(Source data)
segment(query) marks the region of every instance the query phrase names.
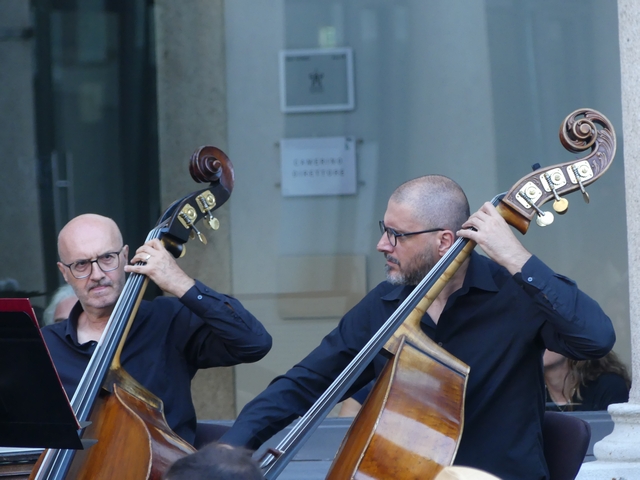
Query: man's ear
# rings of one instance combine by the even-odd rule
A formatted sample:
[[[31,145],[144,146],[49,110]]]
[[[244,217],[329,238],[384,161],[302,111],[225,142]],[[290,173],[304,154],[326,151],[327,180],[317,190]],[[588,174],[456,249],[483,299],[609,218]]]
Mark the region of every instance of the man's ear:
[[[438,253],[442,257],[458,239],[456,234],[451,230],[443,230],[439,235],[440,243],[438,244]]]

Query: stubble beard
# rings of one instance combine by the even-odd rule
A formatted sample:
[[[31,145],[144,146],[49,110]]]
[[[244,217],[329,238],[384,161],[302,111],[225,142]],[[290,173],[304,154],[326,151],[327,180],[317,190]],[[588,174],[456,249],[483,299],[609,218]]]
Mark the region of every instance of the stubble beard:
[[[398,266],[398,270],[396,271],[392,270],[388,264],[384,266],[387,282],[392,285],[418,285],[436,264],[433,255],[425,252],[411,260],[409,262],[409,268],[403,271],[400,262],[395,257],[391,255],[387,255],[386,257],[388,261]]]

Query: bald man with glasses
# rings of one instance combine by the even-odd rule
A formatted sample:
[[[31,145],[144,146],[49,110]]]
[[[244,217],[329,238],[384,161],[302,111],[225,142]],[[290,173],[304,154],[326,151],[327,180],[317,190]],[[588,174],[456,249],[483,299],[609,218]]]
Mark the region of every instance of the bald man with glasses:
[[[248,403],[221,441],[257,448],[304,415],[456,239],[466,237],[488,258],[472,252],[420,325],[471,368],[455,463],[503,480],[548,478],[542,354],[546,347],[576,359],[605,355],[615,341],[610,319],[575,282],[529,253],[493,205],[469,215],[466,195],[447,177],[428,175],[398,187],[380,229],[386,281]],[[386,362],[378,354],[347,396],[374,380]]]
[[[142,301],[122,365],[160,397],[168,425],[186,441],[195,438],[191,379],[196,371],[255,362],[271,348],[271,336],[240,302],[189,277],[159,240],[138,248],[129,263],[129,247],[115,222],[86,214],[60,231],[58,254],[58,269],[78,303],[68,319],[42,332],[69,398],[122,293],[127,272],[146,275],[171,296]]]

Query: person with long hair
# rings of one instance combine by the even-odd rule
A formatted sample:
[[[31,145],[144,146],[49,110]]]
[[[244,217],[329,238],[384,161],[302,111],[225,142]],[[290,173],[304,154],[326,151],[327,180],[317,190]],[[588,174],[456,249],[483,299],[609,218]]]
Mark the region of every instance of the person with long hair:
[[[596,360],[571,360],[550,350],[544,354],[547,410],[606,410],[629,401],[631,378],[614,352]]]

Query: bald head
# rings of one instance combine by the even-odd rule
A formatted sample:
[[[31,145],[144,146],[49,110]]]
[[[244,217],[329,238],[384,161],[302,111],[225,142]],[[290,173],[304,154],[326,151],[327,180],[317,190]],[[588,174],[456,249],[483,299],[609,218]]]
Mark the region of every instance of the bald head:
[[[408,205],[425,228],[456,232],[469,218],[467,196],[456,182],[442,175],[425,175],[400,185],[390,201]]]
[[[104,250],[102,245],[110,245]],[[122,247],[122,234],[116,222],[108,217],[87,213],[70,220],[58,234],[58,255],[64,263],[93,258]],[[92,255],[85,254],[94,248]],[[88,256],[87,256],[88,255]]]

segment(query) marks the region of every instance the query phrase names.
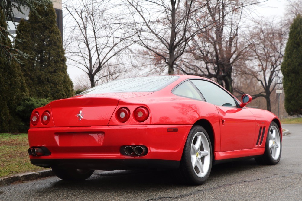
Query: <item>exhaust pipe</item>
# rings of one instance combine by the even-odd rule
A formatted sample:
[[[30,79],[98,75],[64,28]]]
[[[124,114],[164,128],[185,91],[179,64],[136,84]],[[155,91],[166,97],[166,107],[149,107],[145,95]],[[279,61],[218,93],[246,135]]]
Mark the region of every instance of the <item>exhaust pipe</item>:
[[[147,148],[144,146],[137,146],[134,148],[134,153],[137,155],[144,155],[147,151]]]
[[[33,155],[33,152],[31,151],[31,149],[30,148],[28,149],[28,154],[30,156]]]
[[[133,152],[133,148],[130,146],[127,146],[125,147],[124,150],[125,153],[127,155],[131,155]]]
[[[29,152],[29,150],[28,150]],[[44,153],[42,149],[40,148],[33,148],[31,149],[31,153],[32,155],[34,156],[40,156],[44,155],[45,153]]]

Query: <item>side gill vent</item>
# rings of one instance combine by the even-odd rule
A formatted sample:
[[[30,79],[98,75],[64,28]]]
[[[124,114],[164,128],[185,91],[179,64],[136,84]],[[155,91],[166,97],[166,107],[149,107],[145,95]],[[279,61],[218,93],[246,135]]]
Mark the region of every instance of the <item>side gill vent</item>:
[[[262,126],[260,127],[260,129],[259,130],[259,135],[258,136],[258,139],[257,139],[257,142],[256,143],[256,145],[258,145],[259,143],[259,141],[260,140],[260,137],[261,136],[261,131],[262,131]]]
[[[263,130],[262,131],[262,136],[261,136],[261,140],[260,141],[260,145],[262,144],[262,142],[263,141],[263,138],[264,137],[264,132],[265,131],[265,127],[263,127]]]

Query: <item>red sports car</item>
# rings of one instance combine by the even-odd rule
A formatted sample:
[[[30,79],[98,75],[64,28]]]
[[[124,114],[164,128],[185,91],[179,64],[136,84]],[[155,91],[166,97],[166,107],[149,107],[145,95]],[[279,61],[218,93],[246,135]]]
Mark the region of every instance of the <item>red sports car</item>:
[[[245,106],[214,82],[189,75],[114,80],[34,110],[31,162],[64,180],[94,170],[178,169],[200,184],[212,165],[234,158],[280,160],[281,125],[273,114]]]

==

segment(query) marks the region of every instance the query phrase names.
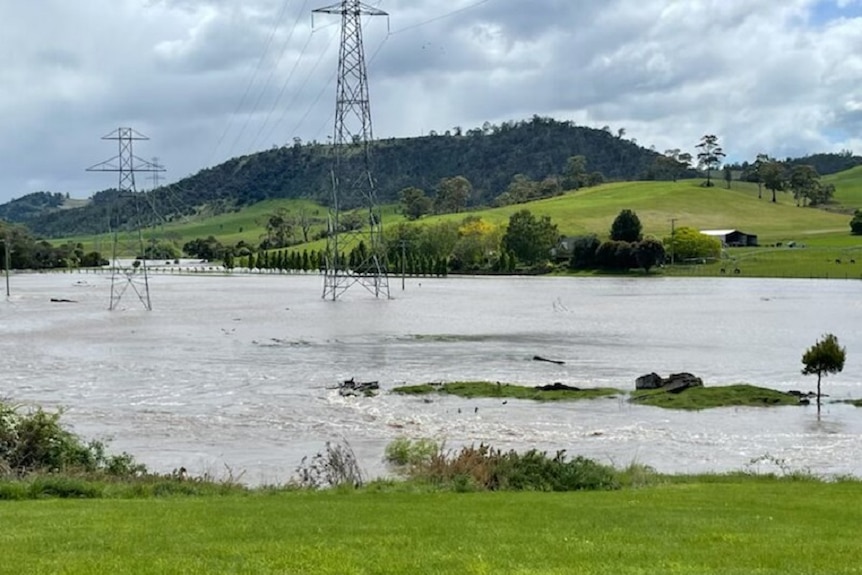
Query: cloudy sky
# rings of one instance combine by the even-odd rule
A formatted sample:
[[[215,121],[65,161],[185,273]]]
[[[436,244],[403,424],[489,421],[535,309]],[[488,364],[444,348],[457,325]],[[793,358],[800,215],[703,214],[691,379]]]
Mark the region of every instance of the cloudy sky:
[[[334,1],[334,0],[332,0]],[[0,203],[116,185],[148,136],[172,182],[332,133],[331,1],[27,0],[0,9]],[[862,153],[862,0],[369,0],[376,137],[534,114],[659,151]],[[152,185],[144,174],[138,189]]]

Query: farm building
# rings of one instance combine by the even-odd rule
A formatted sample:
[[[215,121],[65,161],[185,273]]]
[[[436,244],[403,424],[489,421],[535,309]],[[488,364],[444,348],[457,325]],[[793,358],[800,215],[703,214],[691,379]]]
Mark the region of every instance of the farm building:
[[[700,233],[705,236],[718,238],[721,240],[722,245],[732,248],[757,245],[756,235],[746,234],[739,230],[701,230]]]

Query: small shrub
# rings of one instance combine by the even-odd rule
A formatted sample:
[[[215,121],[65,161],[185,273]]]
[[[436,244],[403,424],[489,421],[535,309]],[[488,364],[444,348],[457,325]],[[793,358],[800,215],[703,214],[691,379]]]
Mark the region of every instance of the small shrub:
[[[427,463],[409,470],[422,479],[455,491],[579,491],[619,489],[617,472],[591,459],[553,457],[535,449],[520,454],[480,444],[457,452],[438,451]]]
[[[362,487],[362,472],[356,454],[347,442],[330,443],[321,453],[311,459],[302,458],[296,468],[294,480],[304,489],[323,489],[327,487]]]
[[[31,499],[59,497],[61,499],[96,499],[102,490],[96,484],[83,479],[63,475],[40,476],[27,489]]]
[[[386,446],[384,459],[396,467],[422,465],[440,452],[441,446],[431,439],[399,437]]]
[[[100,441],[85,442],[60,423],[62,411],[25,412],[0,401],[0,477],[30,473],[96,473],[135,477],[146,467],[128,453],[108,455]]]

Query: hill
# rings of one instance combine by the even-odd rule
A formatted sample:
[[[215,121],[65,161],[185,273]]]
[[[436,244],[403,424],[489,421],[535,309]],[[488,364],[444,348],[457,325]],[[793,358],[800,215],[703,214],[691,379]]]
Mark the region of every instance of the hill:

...

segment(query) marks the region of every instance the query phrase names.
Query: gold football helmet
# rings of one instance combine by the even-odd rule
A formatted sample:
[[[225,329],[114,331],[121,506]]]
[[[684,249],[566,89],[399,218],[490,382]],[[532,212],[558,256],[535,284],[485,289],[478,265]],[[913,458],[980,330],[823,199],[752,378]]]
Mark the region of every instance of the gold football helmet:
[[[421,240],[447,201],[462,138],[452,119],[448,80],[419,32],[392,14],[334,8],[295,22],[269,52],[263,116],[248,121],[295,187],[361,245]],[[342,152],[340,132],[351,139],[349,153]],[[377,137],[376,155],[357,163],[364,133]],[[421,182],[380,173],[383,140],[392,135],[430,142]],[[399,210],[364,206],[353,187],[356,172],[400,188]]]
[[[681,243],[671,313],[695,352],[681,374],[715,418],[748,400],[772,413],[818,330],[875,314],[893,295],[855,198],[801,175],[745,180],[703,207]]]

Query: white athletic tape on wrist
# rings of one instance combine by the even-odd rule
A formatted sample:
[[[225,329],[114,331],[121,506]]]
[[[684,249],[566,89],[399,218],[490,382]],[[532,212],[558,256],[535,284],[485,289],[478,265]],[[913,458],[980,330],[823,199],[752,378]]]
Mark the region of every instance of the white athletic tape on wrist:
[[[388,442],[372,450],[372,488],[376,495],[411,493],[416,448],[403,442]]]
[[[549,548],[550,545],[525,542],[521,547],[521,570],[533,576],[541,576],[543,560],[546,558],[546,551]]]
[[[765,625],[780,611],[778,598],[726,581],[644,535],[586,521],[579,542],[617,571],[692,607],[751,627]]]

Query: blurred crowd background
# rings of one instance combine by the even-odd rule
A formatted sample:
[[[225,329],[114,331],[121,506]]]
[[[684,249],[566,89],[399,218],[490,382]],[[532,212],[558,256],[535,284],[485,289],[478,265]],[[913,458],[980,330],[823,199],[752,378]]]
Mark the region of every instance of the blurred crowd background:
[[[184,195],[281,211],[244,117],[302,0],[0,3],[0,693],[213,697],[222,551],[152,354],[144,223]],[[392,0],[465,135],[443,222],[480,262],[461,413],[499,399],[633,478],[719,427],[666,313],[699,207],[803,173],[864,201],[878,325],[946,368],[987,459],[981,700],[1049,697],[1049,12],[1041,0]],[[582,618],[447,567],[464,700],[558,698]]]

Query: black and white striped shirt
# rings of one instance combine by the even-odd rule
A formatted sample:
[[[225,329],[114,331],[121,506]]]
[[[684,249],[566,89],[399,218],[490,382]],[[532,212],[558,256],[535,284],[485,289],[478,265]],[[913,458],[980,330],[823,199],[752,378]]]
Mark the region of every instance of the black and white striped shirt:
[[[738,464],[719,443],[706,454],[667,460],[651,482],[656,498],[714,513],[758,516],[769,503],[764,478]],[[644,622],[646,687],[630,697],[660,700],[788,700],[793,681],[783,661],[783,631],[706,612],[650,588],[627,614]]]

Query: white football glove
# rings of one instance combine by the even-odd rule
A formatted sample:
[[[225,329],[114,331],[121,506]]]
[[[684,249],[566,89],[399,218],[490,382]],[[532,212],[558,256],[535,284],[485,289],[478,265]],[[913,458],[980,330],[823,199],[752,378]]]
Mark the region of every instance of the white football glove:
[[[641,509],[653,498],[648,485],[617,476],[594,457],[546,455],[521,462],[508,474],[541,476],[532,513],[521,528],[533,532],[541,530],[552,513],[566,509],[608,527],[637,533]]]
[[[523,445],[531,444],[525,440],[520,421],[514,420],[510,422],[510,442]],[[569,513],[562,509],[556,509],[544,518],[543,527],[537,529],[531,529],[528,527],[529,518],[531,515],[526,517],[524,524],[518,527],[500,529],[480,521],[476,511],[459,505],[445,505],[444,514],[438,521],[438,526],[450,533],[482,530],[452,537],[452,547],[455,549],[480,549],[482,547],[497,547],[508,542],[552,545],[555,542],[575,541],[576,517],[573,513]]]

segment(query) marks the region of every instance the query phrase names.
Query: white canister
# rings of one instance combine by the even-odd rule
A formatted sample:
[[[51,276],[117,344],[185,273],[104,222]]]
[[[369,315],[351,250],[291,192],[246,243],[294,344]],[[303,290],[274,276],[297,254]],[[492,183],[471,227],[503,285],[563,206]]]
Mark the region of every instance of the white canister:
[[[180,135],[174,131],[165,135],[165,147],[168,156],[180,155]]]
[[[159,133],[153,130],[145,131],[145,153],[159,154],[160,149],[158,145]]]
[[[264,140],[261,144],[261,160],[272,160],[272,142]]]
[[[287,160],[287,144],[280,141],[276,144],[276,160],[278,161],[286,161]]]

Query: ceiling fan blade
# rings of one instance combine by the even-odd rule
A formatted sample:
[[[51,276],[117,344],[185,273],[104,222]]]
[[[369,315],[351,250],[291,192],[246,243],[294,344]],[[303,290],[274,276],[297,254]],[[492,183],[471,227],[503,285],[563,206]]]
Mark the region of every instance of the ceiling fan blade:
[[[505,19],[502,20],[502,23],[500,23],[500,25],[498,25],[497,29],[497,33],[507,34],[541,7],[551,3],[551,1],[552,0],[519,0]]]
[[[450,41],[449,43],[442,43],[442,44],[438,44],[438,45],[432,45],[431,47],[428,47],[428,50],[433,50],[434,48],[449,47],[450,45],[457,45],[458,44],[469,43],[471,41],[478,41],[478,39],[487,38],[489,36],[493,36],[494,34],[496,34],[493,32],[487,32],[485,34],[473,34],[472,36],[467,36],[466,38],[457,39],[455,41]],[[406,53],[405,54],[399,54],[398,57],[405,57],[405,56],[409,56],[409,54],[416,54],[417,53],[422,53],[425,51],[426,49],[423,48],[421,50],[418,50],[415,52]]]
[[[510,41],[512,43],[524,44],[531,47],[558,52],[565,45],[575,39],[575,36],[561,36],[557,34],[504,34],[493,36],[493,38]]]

▶ [The task]
Pull out every line of the records that contains the string "black", matching its case exactly.

▶ [Full answer]
Query: black and white striped shirt
Mark the region of every instance of the black and white striped shirt:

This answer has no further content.